- [Dataset items]
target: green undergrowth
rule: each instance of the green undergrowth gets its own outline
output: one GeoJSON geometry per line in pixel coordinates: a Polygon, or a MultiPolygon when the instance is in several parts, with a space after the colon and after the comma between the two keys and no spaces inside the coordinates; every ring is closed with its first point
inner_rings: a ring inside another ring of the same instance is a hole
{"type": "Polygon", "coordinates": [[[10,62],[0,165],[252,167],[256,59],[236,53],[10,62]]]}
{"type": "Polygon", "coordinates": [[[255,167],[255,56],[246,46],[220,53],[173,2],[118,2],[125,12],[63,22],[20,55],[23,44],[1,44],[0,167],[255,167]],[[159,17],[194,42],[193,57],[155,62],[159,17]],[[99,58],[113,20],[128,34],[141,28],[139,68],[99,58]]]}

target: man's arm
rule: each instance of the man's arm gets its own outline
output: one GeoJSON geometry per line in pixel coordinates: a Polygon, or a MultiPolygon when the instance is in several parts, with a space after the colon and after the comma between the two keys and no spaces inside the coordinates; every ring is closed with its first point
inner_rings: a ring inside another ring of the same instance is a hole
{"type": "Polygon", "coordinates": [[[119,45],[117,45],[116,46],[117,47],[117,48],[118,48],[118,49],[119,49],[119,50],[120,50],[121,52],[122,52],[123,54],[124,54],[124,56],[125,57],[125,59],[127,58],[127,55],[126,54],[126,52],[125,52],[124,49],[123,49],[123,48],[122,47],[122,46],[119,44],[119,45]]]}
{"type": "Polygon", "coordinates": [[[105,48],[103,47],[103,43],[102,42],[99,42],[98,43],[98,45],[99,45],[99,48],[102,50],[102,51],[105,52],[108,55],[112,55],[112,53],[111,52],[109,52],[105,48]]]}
==
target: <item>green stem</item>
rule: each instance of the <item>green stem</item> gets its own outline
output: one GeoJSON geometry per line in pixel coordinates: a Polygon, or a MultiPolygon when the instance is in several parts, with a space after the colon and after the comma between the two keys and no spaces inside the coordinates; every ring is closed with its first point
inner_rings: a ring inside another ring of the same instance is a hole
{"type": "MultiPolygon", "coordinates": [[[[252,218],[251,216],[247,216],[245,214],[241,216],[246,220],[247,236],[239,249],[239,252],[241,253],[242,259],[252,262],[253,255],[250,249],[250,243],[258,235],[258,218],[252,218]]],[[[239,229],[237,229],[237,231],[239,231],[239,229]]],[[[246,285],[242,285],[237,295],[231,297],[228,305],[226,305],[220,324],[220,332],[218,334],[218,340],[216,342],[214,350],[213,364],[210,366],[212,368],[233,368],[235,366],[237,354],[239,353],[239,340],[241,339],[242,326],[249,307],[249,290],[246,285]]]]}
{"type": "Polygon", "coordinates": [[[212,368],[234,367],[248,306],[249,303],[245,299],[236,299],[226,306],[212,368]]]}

- [Given exercise]
Pull out every line of the rows above that contains the word "gets". Match case exactly.

- [Solution to this task]
rule: each instance of the green undergrowth gets its own outline
rule: each instance of the man's arm gets its own outline
rule: each instance of the <item>green stem</item> gets its own outline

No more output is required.